-------- Entries provided

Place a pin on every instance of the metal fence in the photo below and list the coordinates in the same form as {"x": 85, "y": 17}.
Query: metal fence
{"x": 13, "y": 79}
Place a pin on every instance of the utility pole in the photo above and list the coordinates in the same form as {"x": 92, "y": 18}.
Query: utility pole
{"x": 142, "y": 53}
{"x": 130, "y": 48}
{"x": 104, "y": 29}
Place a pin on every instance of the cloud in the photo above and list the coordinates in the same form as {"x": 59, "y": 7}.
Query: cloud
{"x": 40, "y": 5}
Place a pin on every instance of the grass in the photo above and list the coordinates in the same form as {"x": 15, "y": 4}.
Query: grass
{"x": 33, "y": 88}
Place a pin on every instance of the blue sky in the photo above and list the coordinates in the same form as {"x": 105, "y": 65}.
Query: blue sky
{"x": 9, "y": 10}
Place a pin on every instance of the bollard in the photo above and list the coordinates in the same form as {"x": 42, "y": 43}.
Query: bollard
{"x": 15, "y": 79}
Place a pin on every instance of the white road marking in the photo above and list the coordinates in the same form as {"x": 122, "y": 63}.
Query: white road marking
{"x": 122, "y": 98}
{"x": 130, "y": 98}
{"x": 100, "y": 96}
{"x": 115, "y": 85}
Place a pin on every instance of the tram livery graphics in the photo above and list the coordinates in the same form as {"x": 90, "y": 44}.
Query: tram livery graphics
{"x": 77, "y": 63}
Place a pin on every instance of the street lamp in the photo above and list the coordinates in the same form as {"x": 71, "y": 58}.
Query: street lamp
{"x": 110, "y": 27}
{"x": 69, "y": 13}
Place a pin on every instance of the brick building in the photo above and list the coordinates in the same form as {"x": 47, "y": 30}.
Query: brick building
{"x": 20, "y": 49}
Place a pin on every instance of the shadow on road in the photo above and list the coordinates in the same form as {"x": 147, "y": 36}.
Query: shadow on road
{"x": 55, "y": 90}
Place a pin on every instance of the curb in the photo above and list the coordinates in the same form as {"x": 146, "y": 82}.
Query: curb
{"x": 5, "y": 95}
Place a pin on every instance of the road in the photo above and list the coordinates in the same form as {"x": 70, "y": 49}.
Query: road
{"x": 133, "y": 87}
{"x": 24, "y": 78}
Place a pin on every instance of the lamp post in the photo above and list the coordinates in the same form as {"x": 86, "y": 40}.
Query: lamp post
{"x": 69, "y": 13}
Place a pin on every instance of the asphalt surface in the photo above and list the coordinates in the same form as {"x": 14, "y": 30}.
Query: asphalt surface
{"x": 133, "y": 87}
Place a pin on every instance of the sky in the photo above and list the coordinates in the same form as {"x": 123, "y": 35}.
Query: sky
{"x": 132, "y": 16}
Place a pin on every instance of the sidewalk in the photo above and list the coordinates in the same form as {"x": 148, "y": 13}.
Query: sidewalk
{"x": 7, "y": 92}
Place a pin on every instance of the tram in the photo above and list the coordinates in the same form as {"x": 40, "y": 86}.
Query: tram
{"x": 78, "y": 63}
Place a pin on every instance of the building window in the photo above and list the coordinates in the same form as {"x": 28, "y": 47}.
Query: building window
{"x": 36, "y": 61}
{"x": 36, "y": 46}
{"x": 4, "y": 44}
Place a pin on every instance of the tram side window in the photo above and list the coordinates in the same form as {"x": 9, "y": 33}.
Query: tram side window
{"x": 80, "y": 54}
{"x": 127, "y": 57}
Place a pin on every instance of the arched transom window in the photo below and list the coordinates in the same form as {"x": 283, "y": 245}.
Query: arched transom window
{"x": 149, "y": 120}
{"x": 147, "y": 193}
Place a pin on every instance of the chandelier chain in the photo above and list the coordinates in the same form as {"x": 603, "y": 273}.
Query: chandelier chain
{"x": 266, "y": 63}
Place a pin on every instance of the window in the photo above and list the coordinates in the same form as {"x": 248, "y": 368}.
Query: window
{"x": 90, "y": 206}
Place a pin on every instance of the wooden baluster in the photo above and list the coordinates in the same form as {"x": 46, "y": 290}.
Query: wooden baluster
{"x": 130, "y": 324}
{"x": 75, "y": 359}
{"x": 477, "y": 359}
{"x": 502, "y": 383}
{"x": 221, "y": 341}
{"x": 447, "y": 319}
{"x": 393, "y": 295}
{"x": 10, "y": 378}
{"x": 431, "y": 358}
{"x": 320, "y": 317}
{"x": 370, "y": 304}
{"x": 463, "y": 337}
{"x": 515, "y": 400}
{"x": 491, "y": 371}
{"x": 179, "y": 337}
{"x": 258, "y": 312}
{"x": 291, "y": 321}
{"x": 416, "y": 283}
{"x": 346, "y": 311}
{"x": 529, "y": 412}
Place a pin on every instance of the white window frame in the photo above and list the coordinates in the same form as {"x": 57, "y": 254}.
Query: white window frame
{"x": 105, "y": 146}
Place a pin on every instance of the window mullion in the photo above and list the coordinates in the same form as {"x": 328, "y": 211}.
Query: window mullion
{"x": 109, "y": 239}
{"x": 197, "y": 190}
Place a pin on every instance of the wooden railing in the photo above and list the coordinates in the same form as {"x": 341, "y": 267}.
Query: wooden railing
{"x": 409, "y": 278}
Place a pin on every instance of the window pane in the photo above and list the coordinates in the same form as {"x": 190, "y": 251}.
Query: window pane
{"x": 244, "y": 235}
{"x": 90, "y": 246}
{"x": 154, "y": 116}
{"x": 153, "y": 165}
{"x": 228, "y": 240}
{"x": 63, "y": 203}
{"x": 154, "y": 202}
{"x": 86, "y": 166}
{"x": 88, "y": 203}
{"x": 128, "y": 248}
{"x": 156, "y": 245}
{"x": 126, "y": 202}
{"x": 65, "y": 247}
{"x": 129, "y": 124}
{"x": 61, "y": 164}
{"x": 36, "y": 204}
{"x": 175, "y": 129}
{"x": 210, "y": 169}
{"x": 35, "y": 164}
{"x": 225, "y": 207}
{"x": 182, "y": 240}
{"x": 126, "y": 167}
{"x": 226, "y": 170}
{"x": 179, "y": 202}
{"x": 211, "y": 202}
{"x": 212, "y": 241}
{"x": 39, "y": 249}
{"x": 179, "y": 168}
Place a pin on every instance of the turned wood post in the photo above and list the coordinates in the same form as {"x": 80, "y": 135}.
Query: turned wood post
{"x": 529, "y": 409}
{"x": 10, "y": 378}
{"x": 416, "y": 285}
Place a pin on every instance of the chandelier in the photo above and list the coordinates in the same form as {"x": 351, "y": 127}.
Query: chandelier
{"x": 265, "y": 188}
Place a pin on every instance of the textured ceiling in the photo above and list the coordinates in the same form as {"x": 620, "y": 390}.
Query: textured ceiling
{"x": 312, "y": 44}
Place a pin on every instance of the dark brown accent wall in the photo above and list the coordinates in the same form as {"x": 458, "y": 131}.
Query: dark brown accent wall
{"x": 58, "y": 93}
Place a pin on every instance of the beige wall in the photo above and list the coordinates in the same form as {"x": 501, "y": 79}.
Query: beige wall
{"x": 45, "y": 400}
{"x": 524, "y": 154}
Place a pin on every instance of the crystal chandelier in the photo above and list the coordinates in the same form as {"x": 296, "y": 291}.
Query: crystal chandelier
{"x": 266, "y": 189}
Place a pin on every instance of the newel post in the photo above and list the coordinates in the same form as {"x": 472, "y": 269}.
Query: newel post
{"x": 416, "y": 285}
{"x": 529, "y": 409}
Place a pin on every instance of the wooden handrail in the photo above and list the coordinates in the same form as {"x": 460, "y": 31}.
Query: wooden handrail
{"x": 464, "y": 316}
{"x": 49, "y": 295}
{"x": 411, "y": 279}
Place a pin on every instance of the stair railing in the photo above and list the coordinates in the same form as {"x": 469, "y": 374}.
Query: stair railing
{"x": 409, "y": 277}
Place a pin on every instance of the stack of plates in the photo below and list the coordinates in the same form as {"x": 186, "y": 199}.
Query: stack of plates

----------------

Job> Can you write out the records starting at the line that contains "Place a pin on every instance of the stair" and ending at the last line of the records, requests included, with every coordinate in the answers scaled by 2.1 and rounded to a whole number (halves up)?

Written reply>
Place a pin on every instance of the stair railing in the photo above and list the coordinates in the same form as {"x": 469, "y": 374}.
Query: stair railing
{"x": 859, "y": 582}
Place a pin on every instance of the stack of plates in the photo below and list the coordinates in the same form as {"x": 186, "y": 199}.
Query: stack of plates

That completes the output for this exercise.